__Task list__.
(1) In the article on the Zimmerman verdict protests, what did many Facebook users change their profile photos to?
(2) Using the article on the Zimmerman verdict protests, explain why Sunday was marked as National Blackout Day.
(3) Reproduce part of the article on the Zimmerman verdict protests word for word, starting at "Twenty-four hours earlier" and ending at "Twitter to #StandWithTrayvon.".

There is no justice for Trayvon Martin — that is what many Americans believe on Sunday evening.

Twenty-four hours earlier on Saturday, the nation watched in horror as the judicial system failed: a not guilty verdict was handed down in the trial. The case centered on the 2011 Trayvon Martin killing — a black teenager gunned down by the Hispanic/ white Zimmerman, which sparked a national race debate. 

A social media catharsis has followed since the announcement, with thousands across the country mobilizing on Facebook and Twitter to #StandWithTrayvon.

Sunday marked the National Blackout Day in angry response to Zimmerman’s freedom. There was a tide of social media activism, with countless Facebook users changing their profile photos to blacked-out pictures, some with quotes and pictures of hoodies. 

More: Another Trayvon Martin? Jordan Davis: Black, 17, and Shot Dead in Florida

On Sunday evening in New York City, thousands of protesters flooded Times Square, part of a nation-wide movement to publically call out racial profiling, and what many see as injustice in the legal system.

The scene was the same across the country. Several hundred people rallied in Denver. Chicago, too, saw hundreds come out to protest.

In Oakland things turned violent. More than a hundred demonstrators gathered downtown to march against the verdict. But while other events that materialized across the country remained mostly peaceful, Oakland's were marred by window-smashing, flag burning and other forms of vandalism, including aggressive graffiti declaring "Kill Zimmerman" and "F*ck the Police."

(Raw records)
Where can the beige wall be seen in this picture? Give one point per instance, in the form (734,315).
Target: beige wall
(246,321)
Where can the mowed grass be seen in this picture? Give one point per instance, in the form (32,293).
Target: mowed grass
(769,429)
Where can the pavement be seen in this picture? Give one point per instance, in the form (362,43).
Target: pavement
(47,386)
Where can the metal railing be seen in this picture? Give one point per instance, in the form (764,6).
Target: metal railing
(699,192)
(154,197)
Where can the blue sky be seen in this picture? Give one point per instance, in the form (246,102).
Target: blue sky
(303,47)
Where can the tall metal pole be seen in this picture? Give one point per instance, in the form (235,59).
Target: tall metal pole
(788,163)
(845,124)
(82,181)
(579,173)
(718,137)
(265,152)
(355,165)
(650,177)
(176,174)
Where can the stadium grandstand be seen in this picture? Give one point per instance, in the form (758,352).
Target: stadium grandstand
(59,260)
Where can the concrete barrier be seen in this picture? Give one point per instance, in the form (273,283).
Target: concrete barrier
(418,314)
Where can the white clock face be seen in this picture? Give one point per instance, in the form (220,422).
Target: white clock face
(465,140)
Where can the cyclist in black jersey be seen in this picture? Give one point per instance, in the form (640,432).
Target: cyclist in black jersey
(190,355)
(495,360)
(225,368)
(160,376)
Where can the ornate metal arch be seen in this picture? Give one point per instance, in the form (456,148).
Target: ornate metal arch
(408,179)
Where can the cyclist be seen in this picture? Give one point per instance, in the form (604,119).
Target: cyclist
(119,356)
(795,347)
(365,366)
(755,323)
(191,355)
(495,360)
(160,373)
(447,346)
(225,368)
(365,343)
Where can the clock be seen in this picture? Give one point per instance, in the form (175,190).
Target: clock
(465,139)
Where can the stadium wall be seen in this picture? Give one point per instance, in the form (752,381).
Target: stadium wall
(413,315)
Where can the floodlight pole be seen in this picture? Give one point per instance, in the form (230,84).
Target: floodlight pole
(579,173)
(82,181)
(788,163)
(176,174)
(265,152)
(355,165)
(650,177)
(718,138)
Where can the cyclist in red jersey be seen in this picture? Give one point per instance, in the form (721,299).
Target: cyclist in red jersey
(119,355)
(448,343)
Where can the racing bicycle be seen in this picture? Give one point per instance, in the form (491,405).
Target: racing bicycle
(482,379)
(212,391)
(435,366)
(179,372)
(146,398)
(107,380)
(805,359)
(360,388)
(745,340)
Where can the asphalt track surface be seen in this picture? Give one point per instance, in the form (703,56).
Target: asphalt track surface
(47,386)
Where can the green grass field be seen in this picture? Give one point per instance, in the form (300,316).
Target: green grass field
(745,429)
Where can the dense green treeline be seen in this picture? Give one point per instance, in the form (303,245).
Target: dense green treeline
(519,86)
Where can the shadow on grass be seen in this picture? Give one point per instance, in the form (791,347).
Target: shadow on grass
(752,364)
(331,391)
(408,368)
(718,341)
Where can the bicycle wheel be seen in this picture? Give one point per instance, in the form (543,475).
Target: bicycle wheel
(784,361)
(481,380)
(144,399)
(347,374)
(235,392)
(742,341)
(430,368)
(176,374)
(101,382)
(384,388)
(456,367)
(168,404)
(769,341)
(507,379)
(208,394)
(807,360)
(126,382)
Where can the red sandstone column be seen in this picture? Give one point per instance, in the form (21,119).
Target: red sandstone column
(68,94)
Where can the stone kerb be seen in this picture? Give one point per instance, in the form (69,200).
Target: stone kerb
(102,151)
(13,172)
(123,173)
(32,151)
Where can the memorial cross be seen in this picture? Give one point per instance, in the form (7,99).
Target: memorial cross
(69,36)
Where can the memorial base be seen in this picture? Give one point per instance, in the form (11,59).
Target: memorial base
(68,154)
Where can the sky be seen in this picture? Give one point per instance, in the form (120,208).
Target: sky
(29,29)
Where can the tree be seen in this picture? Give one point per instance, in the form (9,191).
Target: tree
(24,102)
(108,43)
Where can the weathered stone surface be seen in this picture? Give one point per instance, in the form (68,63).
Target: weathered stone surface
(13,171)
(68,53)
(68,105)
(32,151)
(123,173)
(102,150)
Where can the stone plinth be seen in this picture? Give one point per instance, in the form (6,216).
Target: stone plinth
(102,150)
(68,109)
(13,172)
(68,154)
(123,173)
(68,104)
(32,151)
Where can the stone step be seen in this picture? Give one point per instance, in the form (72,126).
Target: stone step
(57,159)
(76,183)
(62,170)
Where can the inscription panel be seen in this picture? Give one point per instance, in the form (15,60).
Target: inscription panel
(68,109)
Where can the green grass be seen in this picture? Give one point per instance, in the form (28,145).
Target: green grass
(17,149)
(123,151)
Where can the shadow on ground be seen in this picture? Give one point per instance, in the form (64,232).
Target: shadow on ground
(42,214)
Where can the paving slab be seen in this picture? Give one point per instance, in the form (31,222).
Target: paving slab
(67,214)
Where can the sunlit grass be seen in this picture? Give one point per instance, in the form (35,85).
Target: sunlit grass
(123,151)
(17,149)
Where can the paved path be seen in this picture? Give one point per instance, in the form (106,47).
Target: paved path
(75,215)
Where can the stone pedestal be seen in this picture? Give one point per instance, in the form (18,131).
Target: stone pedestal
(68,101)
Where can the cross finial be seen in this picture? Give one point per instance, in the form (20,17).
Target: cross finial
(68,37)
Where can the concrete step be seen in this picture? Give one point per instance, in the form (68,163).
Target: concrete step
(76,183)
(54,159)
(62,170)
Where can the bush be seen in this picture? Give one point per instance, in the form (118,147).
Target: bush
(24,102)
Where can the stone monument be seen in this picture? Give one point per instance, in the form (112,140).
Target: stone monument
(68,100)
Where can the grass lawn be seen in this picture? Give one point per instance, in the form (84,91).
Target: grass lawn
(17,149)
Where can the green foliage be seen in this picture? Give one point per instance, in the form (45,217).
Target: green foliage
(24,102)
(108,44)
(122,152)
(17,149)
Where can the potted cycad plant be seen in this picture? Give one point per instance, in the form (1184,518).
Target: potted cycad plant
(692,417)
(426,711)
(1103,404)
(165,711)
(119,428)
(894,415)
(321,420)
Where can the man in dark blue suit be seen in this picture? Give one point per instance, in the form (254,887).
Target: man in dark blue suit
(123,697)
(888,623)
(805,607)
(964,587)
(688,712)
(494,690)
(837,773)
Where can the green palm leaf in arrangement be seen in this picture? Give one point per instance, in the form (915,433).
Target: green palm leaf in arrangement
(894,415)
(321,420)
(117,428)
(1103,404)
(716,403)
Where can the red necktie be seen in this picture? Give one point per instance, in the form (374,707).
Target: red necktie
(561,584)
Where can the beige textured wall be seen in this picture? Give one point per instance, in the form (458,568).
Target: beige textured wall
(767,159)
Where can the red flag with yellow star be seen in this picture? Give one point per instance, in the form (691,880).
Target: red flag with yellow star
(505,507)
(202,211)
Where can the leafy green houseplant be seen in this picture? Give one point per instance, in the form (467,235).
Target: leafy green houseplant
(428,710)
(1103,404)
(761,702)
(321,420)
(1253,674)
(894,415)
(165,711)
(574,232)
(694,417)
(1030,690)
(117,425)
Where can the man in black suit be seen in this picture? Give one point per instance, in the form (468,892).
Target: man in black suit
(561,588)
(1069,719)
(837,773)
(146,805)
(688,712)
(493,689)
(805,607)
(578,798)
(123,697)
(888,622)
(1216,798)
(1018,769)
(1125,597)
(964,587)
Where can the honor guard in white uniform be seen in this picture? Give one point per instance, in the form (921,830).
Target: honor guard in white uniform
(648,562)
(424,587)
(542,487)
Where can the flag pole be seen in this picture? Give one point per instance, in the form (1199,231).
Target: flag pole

__Final answers__.
(1) Blacked-out pictures, some with quotes and pictures of hoodies.

(2) National Blackout Day was an angry response to Zimmerman's freedom after the not guilty verdict was handed down the day before.

(3)
Twenty-four hours earlier on Saturday, the nation watched in horror as the judicial system failed: a not guilty verdict was handed down in the trial. The case centered on the 2011 Trayvon Martin killing — a black teenager gunned down by the Hispanic/ white Zimmerman, which sparked a national race debate. 

A social media catharsis has followed since the announcement, with thousands across the country mobilizing on Facebook and Twitter to #StandWithTrayvon.